Problem statement:
Can you copy the rows below without changing a character, starting from the very first line and ending with the line that contains "(0, 390), (1024, 766)", both included?

Rows:
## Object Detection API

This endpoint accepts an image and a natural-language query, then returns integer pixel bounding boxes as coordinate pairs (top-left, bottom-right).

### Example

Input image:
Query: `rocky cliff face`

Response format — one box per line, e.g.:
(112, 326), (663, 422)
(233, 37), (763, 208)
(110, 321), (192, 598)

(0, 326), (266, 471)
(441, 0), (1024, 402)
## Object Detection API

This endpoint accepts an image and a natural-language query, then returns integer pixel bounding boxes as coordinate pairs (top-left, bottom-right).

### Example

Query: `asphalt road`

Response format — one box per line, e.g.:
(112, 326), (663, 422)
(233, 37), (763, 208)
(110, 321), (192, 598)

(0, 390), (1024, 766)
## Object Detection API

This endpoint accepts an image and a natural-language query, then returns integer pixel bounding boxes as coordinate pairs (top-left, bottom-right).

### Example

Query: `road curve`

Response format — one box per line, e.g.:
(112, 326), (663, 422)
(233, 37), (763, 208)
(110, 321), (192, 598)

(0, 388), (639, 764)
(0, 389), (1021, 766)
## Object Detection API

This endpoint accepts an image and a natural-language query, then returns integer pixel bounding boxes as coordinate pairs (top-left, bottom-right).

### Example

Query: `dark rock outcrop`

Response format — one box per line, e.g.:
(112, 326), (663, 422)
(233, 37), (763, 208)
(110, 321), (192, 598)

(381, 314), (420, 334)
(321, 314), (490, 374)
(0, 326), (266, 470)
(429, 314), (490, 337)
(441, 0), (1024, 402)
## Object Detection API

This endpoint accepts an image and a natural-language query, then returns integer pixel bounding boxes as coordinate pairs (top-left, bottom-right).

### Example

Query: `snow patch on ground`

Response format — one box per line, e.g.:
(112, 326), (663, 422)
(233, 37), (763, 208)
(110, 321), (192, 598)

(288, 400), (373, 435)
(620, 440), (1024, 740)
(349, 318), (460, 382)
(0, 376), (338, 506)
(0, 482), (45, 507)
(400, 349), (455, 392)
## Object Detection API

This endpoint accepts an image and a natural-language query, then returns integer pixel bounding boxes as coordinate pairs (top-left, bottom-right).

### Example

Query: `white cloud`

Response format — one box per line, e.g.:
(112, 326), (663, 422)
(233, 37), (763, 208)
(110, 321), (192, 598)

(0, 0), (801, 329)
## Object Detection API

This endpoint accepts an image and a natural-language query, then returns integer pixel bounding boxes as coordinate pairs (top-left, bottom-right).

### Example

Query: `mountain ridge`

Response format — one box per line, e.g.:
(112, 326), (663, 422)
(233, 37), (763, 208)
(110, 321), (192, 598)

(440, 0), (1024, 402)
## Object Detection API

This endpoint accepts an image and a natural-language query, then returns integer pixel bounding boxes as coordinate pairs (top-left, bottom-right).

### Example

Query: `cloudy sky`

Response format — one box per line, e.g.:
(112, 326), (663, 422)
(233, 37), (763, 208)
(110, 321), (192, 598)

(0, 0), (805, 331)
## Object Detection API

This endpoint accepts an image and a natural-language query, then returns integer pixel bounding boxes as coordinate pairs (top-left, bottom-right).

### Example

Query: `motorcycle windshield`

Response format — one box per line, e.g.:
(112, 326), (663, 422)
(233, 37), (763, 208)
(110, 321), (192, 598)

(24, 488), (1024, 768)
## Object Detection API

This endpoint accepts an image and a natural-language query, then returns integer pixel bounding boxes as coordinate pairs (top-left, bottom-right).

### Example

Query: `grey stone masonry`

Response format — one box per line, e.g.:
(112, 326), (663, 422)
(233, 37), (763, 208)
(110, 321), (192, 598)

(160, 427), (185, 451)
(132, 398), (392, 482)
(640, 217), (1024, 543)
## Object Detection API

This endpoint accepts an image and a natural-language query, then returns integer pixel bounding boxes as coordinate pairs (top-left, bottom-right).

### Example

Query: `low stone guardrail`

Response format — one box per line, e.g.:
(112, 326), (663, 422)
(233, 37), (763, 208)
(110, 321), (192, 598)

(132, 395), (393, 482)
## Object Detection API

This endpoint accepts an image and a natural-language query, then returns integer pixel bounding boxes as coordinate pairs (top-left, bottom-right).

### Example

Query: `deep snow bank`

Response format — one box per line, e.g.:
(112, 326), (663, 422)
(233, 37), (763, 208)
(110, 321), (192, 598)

Written answer:
## Object Detection API

This endpoint accepts an image and a natural-language query, then returns integer pixel bounding boxes as coordinate pairs (top-left, bottom-right).

### Example

Input image:
Query: `rocky cliff face`

Response format — one box per line, e.g.:
(112, 326), (663, 422)
(233, 37), (763, 208)
(110, 321), (192, 598)

(0, 326), (266, 471)
(441, 0), (1024, 402)
## Object Detection API

This endpoint accepts an image and a natural-language query, then returns integer pixel bounding boxes as coordinate pairs (top-left, bottom-right).

### Example

Query: `asphalt road`

Response format — one box per line, e.g.:
(112, 326), (663, 422)
(233, 37), (763, 208)
(110, 321), (192, 598)

(0, 390), (1024, 766)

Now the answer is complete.